Provided passage:
------

The Royal Horticultural Society (RHS) is predicting an imminent spectacular surge of flower colour in gardens following an unusually cold April that held back blooms by as much as three weeks. A ‘seasonal compression’ effect could see prolonged spring flowering while delayed summer plants blossom as temperatures are predicted to soar in the coming days – but the phenomenon may not last long.

Last month saw the most overnight frosts in April since records began, in stark contrast to 2020 when the locked-down nation enjoyed the sunniest April ever. While the cold nights and a lack of heavy rain helped preserve spring favourites such as daffodils, tulips and cherry blossom and kept weeds at bay, a warm and sunny spell could now cause late spring and summer flowers to rush into bloom in a matter of days.

RHS Chief Horticulturist Guy Barter explains the compression effect: “With so much growth and flowering held up by the cold April nights, the flowering and growing season can be compressed. This means that when the weather turns around, all the pent-up growth and flowers will come out in a rush leading to a brief but colourful crossover of spring and summer flowers.” However, he cautions that what’s good for garden plants is also good for weeds, and suggests gardeners have hoes at the ready to see off a flush of unwanted growth.

The seasonal phenomenon comes just in time for the first visitors to enjoy the spectacle at the new RHS Garden Bridgewater in Salford, Greater Manchester, which opens on 18 May. The garden team led by Curator Marcus Chilton-Jones has planted around 80,000 bulbs to fill the new beds and borders with spring colour, but sunshine on the way could see summer herbaceous plants and shrubs stimulated into bloom too.

------

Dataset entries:

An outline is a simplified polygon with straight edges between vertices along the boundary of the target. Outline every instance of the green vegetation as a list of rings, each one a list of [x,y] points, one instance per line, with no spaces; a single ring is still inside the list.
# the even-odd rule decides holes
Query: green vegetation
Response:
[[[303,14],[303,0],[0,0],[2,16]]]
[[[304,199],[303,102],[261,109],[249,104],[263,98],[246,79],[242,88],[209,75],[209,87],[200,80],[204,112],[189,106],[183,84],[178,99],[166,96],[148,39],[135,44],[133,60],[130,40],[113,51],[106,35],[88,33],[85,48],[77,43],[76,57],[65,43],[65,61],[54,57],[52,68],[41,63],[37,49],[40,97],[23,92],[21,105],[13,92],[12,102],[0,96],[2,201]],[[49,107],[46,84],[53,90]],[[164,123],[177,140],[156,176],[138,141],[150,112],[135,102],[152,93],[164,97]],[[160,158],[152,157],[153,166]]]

------

Exercise instructions:
A) Answer these questions using the article above on the RHS spring flowering forecast:
(i) By how much did the cold April hold back blooms?
(ii) What is Guy Barter's title?
(iii) On what date does RHS Garden Bridgewater open?
B) For each statement, say whether it agrees with the article above on the RHS spring flowering forecast. Support each yes or no with the deciding words from the article, quoted exactly.
(i) April 2020 was the sunniest April on record.
(ii) Guy Barter expects the warm spell to help garden plants but not weeds.
(iii) The Bridgewater garden team planted around 80,000 bulbs.
C) Return the stretch of the article above on the RHS spring flowering forecast from "The Royal Horticultural" through "matter of days.", copied word for word.

Answers to the exercises:
A)
(i) By as much as three weeks.
(ii) RHS Chief Horticulturist.
(iii) 18 May.

B)
(i) Yes: "in stark contrast to 2020 when the locked-down nation enjoyed the sunniest April ever"
(ii) No: "he cautions that what’s good for garden plants is also good for weeds"
(iii) Yes: "has planted around 80,000 bulbs"

C)
The Royal Horticultural Society (RHS) is predicting an imminent spectacular surge of flower colour in gardens following an unusually cold April that held back blooms by as much as three weeks. A ‘seasonal compression’ effect could see prolonged spring flowering while delayed summer plants blossom as temperatures are predicted to soar in the coming days – but the phenomenon may not last long.

Last month saw the most overnight frosts in April since records began, in stark contrast to 2020 when the locked-down nation enjoyed the sunniest April ever. While the cold nights and a lack of heavy rain helped preserve spring favourites such as daffodils, tulips and cherry blossom and kept weeds at bay, a warm and sunny spell could now cause late spring and summer flowers to rush into bloom in a matter of days.